(WHAT TO PRODUCE)
Return each line of the records that contains the string "ceramic".

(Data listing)
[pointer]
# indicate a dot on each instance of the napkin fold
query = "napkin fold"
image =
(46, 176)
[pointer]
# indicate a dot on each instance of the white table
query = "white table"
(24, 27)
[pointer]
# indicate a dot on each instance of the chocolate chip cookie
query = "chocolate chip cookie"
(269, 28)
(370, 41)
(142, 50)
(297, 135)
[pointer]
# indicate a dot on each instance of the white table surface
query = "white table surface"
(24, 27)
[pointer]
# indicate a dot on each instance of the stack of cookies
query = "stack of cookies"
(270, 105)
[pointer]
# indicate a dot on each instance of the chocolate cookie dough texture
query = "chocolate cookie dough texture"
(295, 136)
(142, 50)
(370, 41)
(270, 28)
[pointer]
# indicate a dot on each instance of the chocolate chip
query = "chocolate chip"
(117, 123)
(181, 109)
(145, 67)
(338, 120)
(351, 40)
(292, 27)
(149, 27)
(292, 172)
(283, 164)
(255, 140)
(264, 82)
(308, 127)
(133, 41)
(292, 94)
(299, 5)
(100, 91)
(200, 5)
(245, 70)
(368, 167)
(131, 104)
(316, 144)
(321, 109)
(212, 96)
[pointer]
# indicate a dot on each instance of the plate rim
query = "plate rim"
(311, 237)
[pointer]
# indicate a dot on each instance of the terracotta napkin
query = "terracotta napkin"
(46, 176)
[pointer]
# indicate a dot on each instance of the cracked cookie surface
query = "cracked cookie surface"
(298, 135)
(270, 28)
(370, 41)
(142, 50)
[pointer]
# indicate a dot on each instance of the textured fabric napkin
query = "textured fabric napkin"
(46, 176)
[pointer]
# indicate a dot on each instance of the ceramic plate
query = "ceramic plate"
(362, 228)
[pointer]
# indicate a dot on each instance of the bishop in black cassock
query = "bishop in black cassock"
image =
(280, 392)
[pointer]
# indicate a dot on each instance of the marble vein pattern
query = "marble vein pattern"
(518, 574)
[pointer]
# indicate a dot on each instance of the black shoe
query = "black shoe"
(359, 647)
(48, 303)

(SOLUTION)
# indicate a dot on each instance of the ceramic plate
query = "ceramic plate"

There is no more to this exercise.